Job ▸ Scale the lines starting with the line containing "of the gray" and going on through the line containing "pixel 353 355", writing out only these lines, both ends included, in full. Multiply every coordinate in the answers by 1.75 and round it to a whole number, with halves rounded up.

══════════

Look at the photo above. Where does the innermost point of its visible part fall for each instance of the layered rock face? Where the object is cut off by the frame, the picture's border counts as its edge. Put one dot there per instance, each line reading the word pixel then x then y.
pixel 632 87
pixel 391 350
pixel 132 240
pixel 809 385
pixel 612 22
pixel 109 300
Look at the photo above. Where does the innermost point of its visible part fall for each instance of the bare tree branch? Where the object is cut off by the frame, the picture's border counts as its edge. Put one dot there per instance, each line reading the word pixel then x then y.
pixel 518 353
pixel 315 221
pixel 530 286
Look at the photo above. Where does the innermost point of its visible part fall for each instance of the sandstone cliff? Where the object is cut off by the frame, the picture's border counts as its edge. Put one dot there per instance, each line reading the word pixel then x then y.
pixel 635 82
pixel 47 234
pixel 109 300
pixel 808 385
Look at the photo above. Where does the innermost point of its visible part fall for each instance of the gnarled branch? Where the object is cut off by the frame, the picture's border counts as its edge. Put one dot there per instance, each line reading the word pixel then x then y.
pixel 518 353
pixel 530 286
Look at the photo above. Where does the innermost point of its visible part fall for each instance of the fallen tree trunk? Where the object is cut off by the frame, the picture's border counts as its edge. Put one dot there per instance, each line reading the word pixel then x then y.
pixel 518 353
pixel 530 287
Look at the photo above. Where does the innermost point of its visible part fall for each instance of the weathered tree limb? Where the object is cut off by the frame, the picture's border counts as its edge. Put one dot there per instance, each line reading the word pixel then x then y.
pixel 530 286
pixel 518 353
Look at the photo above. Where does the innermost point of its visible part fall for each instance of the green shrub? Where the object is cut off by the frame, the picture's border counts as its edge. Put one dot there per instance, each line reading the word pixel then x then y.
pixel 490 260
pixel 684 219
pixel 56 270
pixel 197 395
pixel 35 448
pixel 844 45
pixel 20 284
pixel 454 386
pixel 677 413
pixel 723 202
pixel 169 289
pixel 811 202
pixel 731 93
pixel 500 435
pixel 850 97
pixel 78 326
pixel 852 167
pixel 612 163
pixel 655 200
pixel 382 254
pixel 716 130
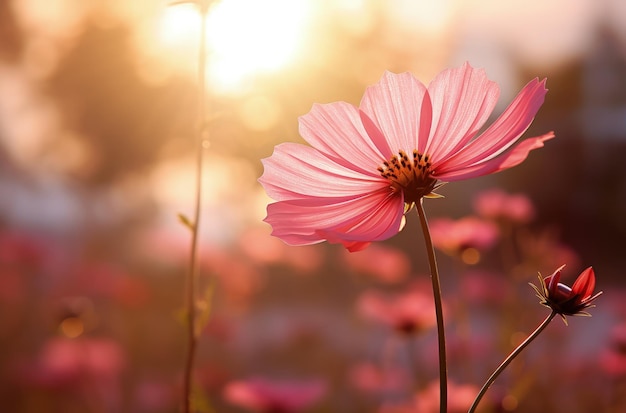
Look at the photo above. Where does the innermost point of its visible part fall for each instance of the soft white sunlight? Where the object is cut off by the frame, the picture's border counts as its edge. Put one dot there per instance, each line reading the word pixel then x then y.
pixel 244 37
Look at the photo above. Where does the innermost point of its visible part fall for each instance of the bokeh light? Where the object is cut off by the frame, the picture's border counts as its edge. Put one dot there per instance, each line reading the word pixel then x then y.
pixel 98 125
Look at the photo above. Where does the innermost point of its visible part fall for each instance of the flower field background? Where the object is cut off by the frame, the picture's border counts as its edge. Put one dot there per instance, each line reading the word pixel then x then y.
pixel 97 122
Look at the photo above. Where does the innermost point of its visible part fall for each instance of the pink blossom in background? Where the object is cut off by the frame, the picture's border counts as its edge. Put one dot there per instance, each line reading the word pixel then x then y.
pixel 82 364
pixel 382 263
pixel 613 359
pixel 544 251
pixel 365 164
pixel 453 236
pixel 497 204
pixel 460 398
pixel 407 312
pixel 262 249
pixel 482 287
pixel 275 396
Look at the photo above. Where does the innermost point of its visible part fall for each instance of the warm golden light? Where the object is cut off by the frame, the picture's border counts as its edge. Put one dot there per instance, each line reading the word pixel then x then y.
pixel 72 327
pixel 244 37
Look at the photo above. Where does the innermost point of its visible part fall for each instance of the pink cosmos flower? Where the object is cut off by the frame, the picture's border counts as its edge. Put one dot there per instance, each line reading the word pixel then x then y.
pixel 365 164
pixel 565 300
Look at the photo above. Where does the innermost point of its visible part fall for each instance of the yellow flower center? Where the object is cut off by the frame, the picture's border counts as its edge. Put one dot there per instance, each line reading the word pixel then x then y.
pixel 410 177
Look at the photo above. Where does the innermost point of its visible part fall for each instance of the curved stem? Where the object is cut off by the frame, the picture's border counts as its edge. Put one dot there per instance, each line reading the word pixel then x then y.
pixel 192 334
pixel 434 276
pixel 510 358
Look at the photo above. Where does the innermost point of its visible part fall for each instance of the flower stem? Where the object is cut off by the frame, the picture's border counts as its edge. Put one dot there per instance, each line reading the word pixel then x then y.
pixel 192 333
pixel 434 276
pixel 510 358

══════════

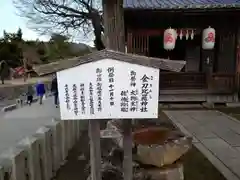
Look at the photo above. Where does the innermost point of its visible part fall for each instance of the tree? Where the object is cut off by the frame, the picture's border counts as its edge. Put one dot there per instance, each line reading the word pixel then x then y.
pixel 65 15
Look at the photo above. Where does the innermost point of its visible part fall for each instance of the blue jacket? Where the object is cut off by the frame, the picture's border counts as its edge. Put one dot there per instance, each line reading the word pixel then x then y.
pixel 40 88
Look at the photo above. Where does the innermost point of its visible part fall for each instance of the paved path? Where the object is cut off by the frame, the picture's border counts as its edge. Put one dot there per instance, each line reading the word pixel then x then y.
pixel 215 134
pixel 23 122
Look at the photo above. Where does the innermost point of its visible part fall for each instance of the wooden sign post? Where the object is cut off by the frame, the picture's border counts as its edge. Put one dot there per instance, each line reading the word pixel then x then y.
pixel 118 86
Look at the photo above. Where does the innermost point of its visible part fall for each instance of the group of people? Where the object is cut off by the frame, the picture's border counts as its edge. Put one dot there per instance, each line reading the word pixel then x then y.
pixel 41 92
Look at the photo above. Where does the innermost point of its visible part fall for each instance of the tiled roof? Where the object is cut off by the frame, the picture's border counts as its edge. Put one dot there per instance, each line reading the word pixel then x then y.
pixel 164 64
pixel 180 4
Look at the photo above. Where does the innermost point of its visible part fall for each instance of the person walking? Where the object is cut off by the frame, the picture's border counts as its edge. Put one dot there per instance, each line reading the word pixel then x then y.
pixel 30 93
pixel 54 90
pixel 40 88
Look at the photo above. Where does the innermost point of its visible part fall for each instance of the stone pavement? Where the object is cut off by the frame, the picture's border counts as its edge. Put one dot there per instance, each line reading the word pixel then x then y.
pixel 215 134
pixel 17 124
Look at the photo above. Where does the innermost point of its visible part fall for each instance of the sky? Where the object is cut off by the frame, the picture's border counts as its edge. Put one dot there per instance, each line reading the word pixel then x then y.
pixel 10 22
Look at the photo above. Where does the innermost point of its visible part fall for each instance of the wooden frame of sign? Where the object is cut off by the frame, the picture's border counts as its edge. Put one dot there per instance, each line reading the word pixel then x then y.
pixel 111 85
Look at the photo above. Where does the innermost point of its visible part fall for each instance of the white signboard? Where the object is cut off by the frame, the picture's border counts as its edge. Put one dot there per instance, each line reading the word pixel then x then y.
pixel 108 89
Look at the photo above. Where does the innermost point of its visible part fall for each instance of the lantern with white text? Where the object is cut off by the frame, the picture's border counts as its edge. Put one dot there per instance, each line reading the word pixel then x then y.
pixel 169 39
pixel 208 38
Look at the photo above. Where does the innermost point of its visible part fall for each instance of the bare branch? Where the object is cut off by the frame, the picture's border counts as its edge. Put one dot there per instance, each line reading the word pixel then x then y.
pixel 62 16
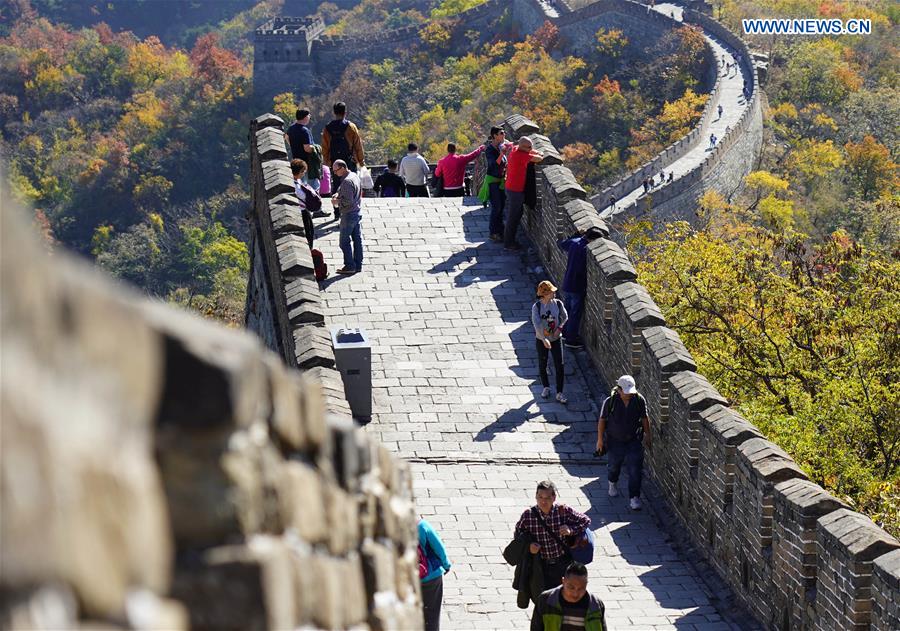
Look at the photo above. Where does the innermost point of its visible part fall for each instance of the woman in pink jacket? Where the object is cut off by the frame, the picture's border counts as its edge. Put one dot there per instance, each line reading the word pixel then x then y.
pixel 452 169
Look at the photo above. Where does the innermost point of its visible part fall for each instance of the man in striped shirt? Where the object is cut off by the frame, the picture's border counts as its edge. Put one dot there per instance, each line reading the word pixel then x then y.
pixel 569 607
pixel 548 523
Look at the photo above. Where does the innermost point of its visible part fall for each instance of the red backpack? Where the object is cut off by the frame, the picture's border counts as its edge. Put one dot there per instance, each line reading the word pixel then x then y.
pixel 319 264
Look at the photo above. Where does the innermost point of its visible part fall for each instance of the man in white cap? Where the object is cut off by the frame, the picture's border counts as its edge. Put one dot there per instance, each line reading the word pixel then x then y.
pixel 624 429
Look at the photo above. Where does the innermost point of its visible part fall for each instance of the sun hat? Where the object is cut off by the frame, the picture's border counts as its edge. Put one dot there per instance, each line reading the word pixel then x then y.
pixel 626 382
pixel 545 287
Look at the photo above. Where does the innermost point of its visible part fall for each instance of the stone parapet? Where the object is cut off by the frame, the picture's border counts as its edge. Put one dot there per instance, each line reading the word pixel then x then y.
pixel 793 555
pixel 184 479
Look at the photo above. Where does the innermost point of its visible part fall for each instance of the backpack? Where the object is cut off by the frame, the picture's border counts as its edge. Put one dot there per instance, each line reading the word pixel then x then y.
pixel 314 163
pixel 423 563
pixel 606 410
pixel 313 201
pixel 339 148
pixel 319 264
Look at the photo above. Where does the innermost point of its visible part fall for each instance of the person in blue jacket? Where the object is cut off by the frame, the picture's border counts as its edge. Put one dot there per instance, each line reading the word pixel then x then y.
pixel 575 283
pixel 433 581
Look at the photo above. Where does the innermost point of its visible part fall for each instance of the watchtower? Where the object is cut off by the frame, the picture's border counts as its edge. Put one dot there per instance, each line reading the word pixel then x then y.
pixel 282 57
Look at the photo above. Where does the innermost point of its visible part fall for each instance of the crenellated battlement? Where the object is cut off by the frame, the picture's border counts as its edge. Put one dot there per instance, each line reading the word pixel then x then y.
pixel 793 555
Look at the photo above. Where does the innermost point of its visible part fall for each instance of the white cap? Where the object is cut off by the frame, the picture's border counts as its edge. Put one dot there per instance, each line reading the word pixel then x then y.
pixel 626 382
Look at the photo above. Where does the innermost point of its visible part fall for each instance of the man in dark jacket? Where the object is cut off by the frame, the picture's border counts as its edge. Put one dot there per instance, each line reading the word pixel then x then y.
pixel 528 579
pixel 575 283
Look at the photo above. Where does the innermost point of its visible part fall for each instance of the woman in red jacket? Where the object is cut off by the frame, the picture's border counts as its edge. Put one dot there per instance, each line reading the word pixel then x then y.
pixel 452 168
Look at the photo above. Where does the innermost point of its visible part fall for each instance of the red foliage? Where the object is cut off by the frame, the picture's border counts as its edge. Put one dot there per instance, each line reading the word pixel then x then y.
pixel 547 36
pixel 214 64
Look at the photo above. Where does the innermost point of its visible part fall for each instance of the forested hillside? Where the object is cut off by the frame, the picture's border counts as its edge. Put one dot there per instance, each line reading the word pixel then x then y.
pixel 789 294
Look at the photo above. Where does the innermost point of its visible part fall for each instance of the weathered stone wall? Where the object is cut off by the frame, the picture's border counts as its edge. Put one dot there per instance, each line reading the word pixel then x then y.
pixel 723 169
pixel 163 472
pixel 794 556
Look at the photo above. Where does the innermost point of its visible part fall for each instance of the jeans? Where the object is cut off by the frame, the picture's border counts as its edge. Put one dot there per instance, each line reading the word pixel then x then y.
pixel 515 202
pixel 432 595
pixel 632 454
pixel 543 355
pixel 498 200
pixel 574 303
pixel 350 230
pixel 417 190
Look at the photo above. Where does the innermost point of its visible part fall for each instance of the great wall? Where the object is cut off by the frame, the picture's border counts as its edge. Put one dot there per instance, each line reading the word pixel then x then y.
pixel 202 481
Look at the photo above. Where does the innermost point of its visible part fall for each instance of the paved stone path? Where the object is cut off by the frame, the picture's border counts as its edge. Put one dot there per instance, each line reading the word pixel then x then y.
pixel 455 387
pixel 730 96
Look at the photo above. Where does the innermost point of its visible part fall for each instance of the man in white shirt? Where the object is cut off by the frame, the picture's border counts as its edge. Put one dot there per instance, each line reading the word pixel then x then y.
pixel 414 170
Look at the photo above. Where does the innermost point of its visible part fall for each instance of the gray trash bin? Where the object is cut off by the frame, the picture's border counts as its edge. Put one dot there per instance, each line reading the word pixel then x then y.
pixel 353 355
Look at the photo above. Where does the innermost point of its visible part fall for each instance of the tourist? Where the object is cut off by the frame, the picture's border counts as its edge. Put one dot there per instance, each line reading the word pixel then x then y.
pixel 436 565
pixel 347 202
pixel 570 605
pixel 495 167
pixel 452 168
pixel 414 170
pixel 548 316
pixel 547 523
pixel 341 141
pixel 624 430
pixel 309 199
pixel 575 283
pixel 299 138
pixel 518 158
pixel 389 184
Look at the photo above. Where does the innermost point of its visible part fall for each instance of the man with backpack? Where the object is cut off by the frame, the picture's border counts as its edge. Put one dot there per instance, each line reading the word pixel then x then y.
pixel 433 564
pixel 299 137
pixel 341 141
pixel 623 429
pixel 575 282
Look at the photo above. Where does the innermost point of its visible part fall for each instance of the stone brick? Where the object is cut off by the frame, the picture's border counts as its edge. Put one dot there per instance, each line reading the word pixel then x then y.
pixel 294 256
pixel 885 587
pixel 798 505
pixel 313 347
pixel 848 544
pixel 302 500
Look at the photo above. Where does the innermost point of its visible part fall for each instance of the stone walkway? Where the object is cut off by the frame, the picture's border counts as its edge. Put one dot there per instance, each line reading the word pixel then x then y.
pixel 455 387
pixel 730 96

══════════

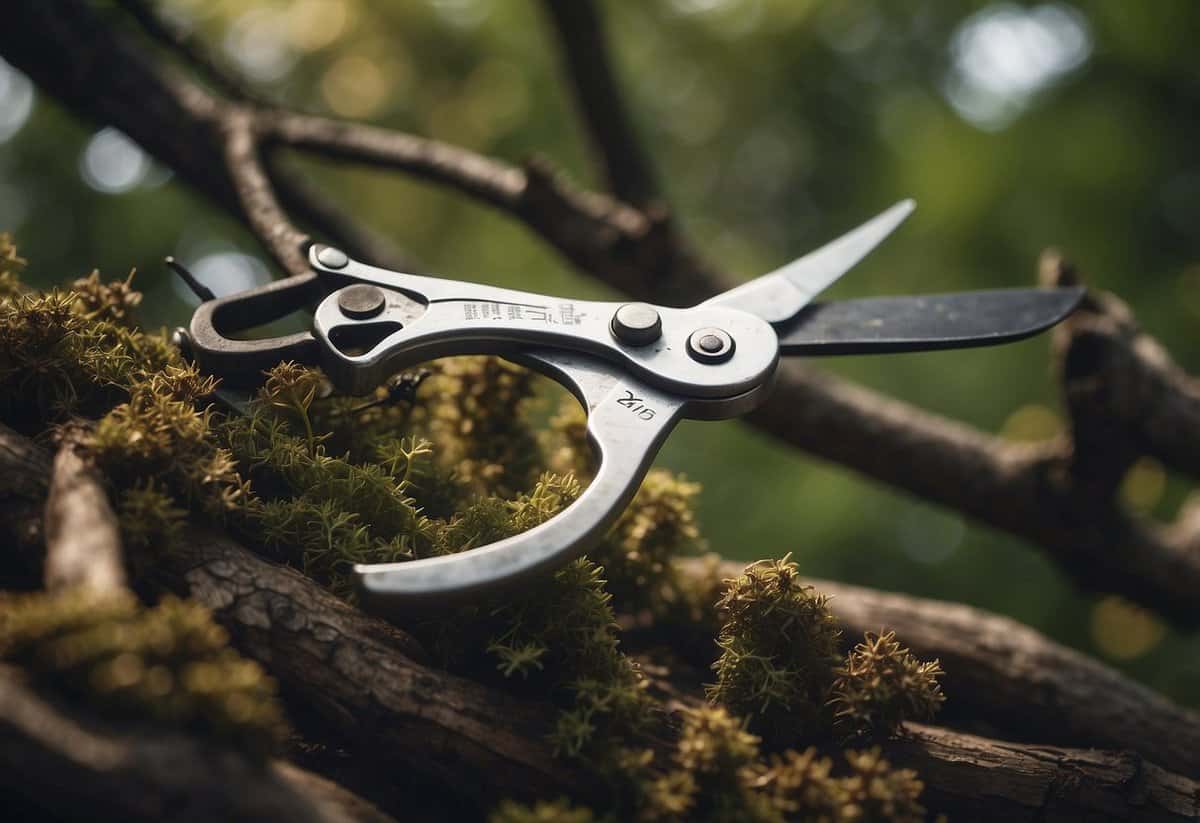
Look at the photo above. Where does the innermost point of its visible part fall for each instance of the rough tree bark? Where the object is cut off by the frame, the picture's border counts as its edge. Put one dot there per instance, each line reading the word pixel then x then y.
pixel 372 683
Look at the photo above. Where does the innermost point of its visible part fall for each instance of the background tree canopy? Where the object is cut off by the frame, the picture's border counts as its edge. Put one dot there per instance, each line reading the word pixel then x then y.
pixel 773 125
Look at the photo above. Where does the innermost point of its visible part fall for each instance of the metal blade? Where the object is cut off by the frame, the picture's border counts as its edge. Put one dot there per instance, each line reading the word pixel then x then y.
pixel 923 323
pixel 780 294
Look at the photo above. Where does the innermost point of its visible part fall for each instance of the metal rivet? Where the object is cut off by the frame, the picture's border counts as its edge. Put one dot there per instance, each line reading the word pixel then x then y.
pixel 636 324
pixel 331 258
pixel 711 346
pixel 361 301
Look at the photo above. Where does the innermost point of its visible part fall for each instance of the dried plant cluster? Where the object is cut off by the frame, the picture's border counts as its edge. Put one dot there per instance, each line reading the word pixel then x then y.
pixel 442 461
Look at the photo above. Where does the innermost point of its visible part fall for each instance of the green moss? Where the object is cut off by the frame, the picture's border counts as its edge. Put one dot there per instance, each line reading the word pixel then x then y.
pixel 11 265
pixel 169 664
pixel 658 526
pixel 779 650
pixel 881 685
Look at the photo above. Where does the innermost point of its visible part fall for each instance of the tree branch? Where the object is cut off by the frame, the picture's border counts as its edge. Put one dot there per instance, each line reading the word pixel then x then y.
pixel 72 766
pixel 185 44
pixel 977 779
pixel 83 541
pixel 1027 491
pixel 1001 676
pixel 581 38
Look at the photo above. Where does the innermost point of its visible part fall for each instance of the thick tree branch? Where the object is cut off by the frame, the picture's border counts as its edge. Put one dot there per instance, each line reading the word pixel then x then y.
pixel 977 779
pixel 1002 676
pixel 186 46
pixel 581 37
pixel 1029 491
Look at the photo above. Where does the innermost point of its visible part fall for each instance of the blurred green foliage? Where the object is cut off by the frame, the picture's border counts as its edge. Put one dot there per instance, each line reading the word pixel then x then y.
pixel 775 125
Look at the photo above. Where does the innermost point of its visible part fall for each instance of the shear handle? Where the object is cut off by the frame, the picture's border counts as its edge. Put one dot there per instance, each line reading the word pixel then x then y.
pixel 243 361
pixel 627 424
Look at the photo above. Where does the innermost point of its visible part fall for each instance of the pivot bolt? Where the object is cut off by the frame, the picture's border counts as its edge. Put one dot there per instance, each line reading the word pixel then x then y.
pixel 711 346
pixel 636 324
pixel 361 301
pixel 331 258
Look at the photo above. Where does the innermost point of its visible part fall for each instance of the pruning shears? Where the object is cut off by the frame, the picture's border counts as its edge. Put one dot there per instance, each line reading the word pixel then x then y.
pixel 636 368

══════════

Reply ▸
Look at the photo above. Where does the innermost point of its visible part fall for each instance of the gray trash bin? Where the object is cut off by the frame, the picture's border counts as its edge. Put one dot there per instance, each line reading the word pixel then x then y.
pixel 618 621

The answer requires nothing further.